→ **Supplied entries**:

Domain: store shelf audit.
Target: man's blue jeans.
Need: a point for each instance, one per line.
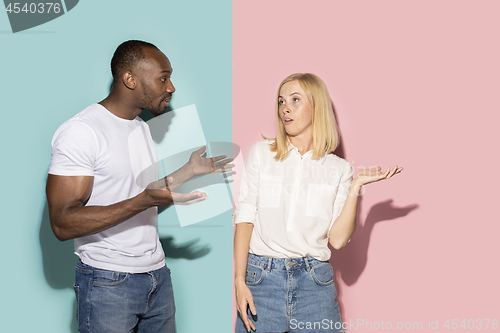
(109, 302)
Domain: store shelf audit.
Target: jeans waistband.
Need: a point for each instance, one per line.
(269, 263)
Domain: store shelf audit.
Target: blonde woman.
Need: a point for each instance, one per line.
(296, 197)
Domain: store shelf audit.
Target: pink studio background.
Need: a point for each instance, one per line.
(414, 83)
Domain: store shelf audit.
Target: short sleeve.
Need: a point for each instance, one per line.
(246, 208)
(74, 150)
(342, 191)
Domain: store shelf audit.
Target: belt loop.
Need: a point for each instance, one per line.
(307, 264)
(268, 268)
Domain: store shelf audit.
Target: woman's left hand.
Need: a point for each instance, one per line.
(375, 174)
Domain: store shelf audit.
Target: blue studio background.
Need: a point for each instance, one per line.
(51, 72)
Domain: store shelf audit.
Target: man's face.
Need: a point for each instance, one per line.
(153, 76)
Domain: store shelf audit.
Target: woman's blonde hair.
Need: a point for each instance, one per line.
(325, 130)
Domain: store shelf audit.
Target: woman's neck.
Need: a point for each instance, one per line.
(303, 144)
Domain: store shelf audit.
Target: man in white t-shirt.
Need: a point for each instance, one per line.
(101, 159)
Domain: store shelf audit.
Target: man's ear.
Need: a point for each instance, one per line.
(128, 80)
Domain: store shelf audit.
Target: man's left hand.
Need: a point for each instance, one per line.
(202, 166)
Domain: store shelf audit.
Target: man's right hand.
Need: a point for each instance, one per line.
(158, 194)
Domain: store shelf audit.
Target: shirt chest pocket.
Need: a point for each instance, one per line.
(320, 198)
(270, 190)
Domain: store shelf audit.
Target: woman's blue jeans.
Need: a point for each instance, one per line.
(292, 295)
(109, 302)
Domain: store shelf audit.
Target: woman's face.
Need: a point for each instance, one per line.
(295, 110)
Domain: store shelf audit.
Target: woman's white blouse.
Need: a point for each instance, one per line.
(293, 203)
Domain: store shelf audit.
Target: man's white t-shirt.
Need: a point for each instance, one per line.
(121, 156)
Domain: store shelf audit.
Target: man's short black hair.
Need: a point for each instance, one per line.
(127, 55)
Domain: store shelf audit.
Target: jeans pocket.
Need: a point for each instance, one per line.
(105, 278)
(77, 294)
(322, 274)
(255, 275)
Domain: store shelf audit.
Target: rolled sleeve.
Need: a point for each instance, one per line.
(342, 191)
(74, 150)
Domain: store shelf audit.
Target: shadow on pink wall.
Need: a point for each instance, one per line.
(349, 262)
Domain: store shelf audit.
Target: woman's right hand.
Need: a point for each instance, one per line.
(244, 299)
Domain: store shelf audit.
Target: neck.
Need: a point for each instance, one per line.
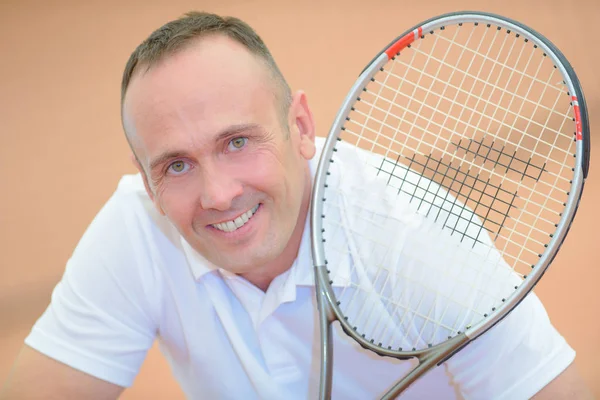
(263, 277)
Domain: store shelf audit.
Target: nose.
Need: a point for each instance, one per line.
(219, 189)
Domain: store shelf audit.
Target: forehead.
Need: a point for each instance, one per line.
(213, 81)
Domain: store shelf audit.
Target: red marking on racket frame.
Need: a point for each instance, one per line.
(578, 134)
(403, 42)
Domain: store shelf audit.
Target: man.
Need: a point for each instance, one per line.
(207, 250)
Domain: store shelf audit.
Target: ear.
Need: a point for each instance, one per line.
(139, 167)
(302, 124)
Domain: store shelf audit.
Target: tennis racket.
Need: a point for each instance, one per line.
(447, 184)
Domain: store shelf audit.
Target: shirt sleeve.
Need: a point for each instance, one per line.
(102, 315)
(513, 360)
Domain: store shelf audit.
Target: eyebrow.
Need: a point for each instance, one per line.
(222, 135)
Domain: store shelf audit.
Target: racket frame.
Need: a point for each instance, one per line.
(329, 311)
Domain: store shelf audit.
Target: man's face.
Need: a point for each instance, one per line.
(207, 131)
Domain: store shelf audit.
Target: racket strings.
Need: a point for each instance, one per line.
(496, 178)
(400, 313)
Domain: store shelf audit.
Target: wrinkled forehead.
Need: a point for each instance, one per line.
(205, 70)
(214, 81)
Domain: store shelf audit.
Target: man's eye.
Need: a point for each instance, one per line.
(237, 144)
(178, 167)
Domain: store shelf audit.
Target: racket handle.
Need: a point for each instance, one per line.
(326, 340)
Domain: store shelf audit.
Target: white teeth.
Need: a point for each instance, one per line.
(237, 223)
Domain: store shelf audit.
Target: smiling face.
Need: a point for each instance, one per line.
(208, 132)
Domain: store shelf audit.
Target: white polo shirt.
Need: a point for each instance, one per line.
(133, 279)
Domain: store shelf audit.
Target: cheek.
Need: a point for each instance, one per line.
(178, 202)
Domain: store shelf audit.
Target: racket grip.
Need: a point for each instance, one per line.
(325, 380)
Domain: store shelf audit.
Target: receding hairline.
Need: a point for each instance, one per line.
(274, 75)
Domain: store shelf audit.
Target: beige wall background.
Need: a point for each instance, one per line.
(62, 150)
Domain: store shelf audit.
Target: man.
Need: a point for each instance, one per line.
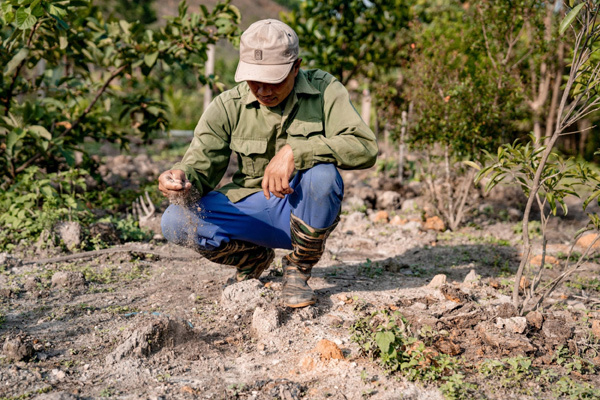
(289, 128)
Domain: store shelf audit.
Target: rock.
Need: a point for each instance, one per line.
(388, 200)
(410, 205)
(471, 277)
(557, 330)
(333, 320)
(328, 350)
(8, 262)
(59, 375)
(242, 296)
(68, 279)
(514, 343)
(56, 396)
(506, 310)
(437, 281)
(537, 260)
(356, 222)
(150, 338)
(32, 283)
(453, 294)
(17, 348)
(265, 320)
(398, 220)
(596, 328)
(514, 324)
(381, 216)
(586, 241)
(535, 319)
(70, 233)
(105, 231)
(307, 363)
(354, 203)
(447, 346)
(367, 194)
(434, 224)
(514, 214)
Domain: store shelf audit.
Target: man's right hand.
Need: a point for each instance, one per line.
(174, 184)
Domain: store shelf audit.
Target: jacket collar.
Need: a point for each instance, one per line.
(302, 86)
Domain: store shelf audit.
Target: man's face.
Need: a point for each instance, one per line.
(271, 95)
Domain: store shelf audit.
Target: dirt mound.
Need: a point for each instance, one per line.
(151, 337)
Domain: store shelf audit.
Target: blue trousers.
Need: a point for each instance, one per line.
(214, 220)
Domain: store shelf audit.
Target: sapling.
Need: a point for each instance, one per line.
(545, 178)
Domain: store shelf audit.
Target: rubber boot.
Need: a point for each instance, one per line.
(308, 244)
(250, 260)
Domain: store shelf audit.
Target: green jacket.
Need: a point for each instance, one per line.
(318, 122)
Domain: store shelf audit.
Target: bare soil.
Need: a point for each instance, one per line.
(137, 325)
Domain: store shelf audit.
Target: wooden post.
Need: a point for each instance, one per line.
(365, 109)
(209, 70)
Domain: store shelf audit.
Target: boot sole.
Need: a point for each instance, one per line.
(300, 305)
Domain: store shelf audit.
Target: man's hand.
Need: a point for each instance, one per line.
(174, 184)
(278, 174)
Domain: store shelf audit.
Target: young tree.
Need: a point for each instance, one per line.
(352, 39)
(71, 75)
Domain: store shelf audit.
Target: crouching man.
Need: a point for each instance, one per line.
(290, 130)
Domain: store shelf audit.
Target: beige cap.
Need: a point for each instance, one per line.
(268, 49)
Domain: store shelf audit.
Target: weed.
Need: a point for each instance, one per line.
(582, 283)
(456, 388)
(386, 338)
(370, 269)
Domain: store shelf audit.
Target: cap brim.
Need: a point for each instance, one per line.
(262, 73)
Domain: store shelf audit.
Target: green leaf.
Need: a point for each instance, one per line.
(41, 131)
(384, 339)
(24, 19)
(570, 18)
(150, 59)
(16, 60)
(63, 42)
(472, 165)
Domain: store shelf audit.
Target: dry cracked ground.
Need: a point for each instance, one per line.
(155, 322)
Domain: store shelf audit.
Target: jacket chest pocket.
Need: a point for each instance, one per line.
(302, 129)
(252, 156)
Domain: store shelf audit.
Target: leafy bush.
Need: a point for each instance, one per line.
(72, 75)
(38, 200)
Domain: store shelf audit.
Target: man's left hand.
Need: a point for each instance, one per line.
(278, 174)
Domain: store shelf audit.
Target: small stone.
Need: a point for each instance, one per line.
(434, 224)
(17, 348)
(514, 324)
(586, 241)
(506, 310)
(537, 260)
(398, 220)
(307, 363)
(59, 375)
(557, 329)
(242, 296)
(596, 328)
(388, 200)
(418, 306)
(437, 281)
(328, 350)
(68, 279)
(471, 277)
(265, 320)
(333, 320)
(70, 233)
(381, 216)
(32, 283)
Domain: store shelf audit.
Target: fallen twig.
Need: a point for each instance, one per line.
(113, 250)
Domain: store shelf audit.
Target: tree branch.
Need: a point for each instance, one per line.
(75, 124)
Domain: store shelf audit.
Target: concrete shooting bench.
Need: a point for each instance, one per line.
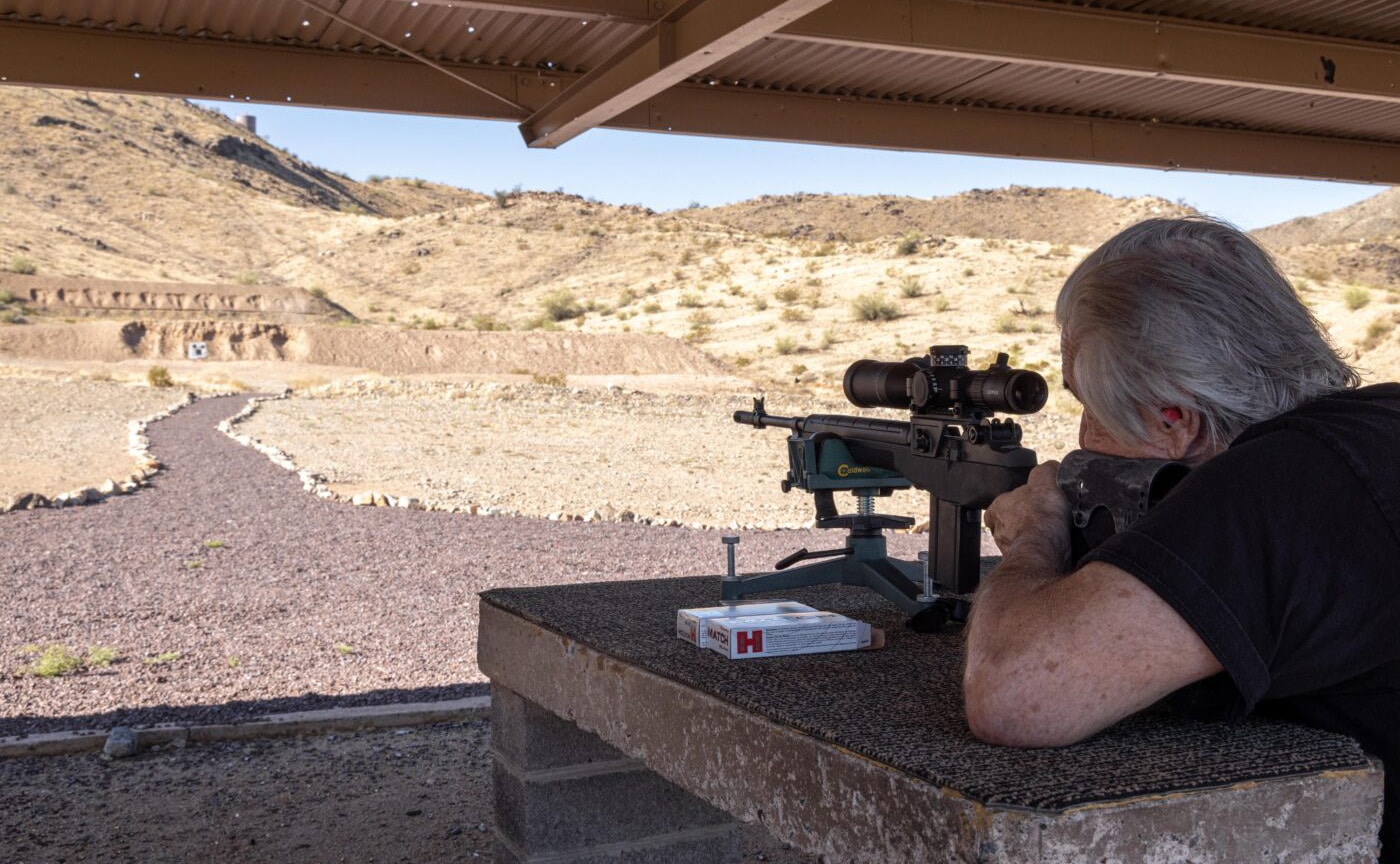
(613, 740)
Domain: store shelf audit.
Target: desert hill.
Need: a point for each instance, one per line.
(1358, 244)
(784, 290)
(1374, 219)
(1057, 216)
(140, 188)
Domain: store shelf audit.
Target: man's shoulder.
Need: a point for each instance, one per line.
(1374, 408)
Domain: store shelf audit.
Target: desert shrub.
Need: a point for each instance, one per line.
(1007, 324)
(486, 322)
(1376, 331)
(158, 375)
(874, 307)
(51, 661)
(562, 305)
(1355, 297)
(700, 324)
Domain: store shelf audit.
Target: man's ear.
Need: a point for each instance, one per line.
(1180, 433)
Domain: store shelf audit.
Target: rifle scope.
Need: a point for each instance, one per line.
(942, 382)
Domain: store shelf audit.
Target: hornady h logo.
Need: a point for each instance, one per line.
(748, 642)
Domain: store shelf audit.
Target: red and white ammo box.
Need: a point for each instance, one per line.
(690, 622)
(788, 633)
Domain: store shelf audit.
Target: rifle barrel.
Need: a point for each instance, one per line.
(762, 420)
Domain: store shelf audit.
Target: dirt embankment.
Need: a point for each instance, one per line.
(101, 296)
(381, 349)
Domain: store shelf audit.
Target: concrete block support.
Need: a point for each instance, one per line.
(564, 796)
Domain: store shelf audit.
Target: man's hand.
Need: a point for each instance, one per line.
(1036, 511)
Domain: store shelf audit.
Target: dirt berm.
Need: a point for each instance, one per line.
(161, 298)
(384, 349)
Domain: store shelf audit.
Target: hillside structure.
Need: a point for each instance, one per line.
(1292, 87)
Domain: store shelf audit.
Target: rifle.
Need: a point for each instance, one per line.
(951, 447)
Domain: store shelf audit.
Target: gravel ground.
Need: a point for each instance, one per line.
(412, 796)
(546, 450)
(303, 605)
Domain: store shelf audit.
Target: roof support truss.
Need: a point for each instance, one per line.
(683, 44)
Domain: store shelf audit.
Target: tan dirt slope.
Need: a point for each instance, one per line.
(1057, 216)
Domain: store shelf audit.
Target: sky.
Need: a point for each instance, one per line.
(669, 171)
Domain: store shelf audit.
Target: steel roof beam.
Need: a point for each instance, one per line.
(683, 44)
(1129, 44)
(822, 119)
(214, 69)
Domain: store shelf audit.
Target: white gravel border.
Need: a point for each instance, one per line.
(137, 446)
(275, 726)
(315, 483)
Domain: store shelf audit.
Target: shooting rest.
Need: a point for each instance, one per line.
(613, 740)
(930, 591)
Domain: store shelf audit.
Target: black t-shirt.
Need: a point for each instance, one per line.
(1283, 553)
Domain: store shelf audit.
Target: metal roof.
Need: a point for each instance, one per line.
(1291, 87)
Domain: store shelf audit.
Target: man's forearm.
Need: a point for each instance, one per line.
(1005, 595)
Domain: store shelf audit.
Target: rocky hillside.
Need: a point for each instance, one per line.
(1374, 219)
(779, 289)
(1057, 216)
(140, 188)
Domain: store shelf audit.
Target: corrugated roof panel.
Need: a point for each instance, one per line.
(818, 67)
(455, 34)
(1299, 114)
(1369, 20)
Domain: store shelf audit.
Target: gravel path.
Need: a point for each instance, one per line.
(409, 796)
(303, 604)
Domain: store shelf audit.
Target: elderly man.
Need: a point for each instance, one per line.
(1269, 580)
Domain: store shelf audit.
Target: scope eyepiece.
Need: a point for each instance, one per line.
(1008, 391)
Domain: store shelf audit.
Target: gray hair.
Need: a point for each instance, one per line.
(1192, 312)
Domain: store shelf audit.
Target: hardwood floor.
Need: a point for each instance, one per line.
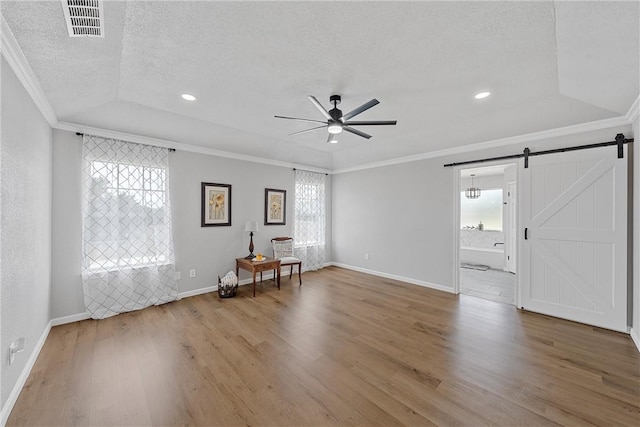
(344, 349)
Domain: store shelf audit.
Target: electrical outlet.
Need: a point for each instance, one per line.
(16, 347)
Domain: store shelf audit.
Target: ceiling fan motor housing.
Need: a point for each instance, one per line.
(335, 113)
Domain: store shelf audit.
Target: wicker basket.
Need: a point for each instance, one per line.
(228, 289)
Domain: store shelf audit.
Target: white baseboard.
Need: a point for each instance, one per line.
(195, 292)
(70, 319)
(22, 379)
(635, 338)
(394, 277)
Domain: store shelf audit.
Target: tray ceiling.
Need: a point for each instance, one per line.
(547, 65)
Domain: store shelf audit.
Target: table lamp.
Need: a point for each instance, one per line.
(251, 227)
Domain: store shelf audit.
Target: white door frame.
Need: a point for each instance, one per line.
(511, 255)
(457, 170)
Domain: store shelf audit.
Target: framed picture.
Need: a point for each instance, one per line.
(216, 204)
(275, 207)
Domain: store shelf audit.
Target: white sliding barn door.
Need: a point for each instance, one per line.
(574, 260)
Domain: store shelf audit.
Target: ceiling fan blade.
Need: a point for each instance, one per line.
(307, 130)
(355, 131)
(319, 106)
(373, 123)
(299, 119)
(360, 109)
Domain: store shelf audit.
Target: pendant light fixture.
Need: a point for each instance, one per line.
(472, 192)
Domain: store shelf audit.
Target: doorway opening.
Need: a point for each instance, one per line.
(487, 236)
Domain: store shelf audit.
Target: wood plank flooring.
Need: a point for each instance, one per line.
(346, 348)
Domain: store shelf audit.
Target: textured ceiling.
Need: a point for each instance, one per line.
(547, 64)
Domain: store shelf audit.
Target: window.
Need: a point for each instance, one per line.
(309, 222)
(127, 240)
(126, 212)
(487, 208)
(309, 214)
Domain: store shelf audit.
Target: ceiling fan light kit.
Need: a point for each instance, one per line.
(336, 122)
(334, 128)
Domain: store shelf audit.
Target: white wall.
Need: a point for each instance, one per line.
(211, 251)
(635, 324)
(403, 215)
(400, 215)
(25, 226)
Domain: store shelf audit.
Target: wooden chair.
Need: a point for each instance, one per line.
(283, 250)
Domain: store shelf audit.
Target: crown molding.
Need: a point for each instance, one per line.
(165, 143)
(513, 140)
(19, 64)
(634, 110)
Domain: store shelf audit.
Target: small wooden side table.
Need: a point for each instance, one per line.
(258, 267)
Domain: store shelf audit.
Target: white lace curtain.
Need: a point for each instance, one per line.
(128, 260)
(309, 223)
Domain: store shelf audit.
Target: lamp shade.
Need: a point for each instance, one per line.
(472, 192)
(251, 226)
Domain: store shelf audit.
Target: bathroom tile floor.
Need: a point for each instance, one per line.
(496, 285)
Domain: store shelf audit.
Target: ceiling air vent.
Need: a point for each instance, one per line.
(84, 17)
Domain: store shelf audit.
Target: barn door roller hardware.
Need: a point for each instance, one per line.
(619, 141)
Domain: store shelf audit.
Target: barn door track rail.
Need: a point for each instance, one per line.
(619, 141)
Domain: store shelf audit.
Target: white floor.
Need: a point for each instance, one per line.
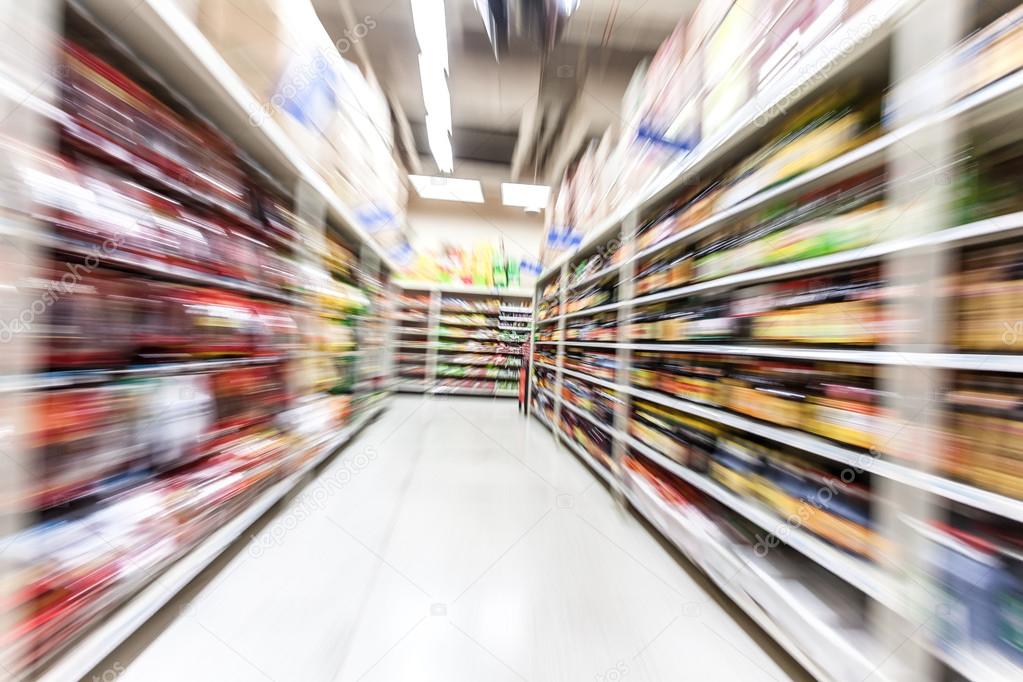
(451, 541)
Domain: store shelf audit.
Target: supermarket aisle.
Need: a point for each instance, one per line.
(451, 541)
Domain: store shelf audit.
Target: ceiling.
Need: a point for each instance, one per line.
(526, 112)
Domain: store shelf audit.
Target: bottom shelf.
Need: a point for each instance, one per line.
(817, 628)
(112, 631)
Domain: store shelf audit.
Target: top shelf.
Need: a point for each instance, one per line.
(468, 289)
(162, 35)
(859, 37)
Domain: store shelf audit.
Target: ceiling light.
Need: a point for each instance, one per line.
(447, 189)
(431, 32)
(526, 196)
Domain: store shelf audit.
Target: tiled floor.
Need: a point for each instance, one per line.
(451, 541)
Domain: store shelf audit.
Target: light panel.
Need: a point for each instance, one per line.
(525, 196)
(447, 189)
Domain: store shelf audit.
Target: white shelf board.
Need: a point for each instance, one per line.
(1002, 226)
(952, 361)
(945, 488)
(166, 38)
(110, 632)
(856, 572)
(871, 26)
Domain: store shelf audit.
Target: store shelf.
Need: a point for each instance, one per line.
(458, 391)
(45, 380)
(470, 289)
(995, 99)
(859, 460)
(642, 498)
(164, 37)
(165, 271)
(106, 635)
(857, 573)
(862, 576)
(871, 26)
(595, 277)
(591, 311)
(588, 417)
(950, 361)
(999, 227)
(975, 664)
(588, 459)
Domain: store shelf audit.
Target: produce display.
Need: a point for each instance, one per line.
(189, 354)
(483, 265)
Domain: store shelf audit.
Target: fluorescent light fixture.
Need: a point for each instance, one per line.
(526, 196)
(568, 6)
(431, 32)
(439, 138)
(447, 189)
(435, 92)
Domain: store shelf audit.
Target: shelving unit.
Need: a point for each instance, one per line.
(461, 341)
(893, 590)
(343, 382)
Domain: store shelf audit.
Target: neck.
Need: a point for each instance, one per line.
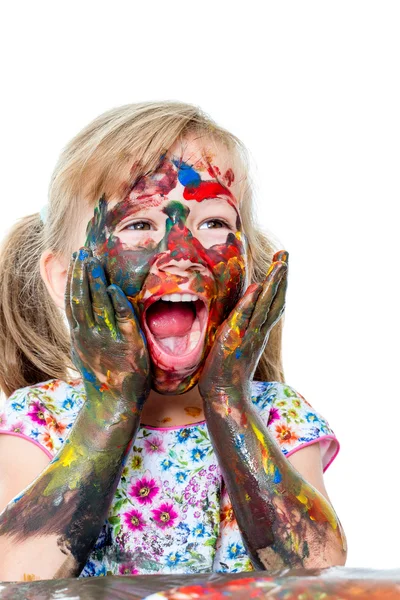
(171, 411)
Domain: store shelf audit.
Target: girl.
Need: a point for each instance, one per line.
(167, 454)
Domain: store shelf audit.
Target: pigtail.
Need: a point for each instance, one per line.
(34, 342)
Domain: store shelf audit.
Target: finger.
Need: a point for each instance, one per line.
(101, 304)
(81, 304)
(278, 304)
(270, 288)
(240, 316)
(125, 318)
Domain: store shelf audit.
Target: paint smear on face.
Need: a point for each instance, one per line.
(217, 277)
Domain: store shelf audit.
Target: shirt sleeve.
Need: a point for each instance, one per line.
(42, 414)
(292, 421)
(294, 424)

→ **Description of the task**: Pull out every line of the items above that contains the word "pink", copying each line in full.

→ **Solved problem**:
Target: pink studio background.
Target: shadow on pink wall.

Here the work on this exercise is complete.